_EXTRACT_.
::::

What do you mean by religion being the cause?  I assume you mean the teachings of any particular religion, persuading overzealous devotees to do violence.  That's why I address the fundamental difference between the teachings of Jesus and the teachings of Mohammed.

As far as what I meant by focusing on the plank in our own eye ... I mean that the truth of any proposition (religious or otherwise) should not be judged according to someone's behavior.  If behavior is such a factor, your atheism is just as tenous as anything.  Many avowed atheists (particularly communist leaders, who accepted a Marxist view of reality) have blood on their hands.  


quote:
From my perspective I’d have to say they look pretty similar.


In light of recent world events in the U.S., France, and Denmark ... are you serious?  I personally think you've been listening to a kind of rhetoric out there that lumps all religious fundamentalism into one pot.  I'm not saying that professing "christians" have never done violence, but the difference in frequencey and severity should be noted.

::::

_DATASET EXCERPT_.
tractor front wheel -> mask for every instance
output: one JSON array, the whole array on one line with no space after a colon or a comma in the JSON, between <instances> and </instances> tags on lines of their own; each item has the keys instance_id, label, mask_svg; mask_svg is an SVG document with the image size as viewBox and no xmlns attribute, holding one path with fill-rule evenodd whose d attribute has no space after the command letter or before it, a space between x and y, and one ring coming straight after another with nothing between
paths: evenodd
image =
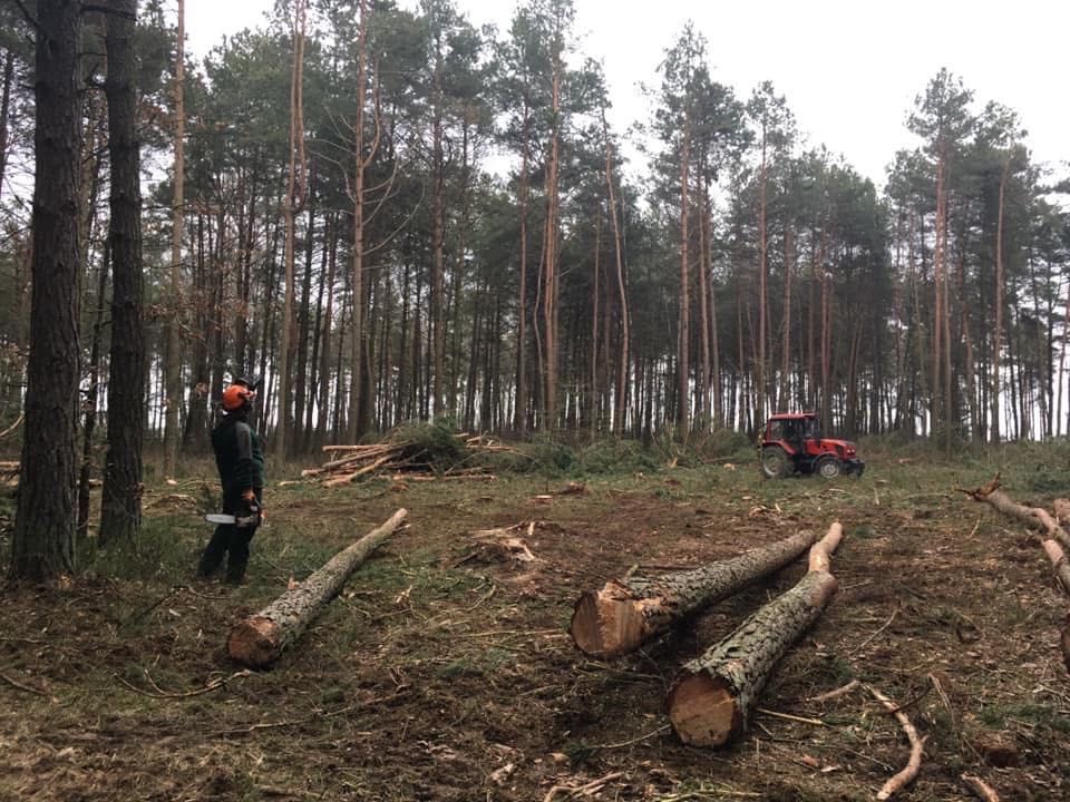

::::

_WHAT IS NEEDED_. List every country that the excerpt names.

_CORRECT OUTPUT_. U.S., France, Denmark